5.  Attach a light in each room. Make sure it will not catch the tent on fire by stringing them in the middle of the room and keeping them off as often as possible.
6.  Consider hooking a lock onto the zippers. This will keep out any unwanted guests and help ensure safety from the “bad people” of the world. (Look at the small, light weight, luggage locks sold through Walmart or Amazon.com. Mr. Larry)
7.  Buy a solar powered kettle. That way you can enjoy a hot drink!
8.  Make sure you have a mini gas stove or cooker. That way you can have a warm meal.
9.  Make sure you have a warm, comfortable sleeping bag each. That way you will be comfortable during the nights.
10.  Consider buying an air bed each. The bare ground can be very uncomfortable and cold, even in the height of winter. Or instead of an air bed, find a thick fold up air mattress, there are tri fold ones that are about 3″ thick, that way you don’t have to deal with the air mattress deflating.
11.  Consider buying small shelves for any items likely to be used sparingly or books.
12. Enjoy nature!

# Extracted information:

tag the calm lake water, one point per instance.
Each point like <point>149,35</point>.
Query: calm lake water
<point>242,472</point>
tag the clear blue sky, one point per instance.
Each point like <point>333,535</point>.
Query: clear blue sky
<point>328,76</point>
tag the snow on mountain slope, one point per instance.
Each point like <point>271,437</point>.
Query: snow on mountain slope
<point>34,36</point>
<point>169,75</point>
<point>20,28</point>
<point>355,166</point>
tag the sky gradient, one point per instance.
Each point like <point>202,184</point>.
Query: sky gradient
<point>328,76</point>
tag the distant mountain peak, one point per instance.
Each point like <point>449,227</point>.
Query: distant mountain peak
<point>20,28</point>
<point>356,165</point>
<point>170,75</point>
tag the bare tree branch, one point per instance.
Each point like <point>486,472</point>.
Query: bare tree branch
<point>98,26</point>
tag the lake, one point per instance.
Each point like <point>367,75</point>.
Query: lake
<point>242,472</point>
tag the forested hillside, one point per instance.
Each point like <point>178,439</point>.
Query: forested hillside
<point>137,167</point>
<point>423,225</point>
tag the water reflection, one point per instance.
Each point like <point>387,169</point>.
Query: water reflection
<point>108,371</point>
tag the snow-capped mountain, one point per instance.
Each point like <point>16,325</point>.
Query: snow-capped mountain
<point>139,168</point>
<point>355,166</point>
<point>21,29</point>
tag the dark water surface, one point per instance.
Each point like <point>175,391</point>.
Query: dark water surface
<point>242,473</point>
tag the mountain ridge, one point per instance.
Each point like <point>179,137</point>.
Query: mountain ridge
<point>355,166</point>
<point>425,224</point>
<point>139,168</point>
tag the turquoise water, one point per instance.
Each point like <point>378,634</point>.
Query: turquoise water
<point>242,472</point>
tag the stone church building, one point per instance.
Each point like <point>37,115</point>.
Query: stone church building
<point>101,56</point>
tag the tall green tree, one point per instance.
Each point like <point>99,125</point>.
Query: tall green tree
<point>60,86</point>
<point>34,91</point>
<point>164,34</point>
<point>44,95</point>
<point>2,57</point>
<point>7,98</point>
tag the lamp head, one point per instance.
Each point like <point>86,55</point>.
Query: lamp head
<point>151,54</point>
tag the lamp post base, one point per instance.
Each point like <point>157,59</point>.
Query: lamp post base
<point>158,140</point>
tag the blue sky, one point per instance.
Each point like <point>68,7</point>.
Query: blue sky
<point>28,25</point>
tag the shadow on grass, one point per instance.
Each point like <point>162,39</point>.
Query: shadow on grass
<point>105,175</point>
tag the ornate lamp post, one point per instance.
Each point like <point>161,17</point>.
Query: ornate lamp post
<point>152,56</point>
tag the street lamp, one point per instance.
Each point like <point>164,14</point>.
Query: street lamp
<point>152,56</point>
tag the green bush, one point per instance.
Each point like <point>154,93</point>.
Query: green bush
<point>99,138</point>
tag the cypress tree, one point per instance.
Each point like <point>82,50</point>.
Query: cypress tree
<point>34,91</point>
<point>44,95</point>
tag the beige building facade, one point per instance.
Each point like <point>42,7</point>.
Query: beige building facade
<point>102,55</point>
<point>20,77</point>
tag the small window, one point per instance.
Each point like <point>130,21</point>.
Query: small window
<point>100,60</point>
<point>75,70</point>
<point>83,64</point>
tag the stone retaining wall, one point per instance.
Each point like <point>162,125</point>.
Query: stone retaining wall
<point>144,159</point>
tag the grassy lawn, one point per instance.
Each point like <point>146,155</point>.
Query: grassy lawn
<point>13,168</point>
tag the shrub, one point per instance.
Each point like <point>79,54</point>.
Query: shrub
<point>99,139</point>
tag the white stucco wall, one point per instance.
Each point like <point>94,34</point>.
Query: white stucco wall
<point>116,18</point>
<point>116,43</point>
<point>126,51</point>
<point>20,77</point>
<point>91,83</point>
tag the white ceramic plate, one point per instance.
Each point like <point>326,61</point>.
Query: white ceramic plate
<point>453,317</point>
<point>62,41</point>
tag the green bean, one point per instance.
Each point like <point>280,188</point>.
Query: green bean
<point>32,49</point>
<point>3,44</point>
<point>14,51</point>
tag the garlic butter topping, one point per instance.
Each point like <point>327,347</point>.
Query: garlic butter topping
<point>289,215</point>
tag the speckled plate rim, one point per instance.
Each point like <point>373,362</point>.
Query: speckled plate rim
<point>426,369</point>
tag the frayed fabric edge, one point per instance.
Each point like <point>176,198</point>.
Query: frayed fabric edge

# Requests:
1) From the camping tips, give the first sentence of each numbered tip that opens with the word "Consider."
2) Pull out every line of the entries that contains the string "window", matching case exactly.

# Responses in order:
1)
- Consider hooking a lock onto the zippers.
- Consider buying an air bed each.
- Consider buying small shelves for any items likely to be used sparingly or books.

2)
tag the small window, one point per instance.
Query: small window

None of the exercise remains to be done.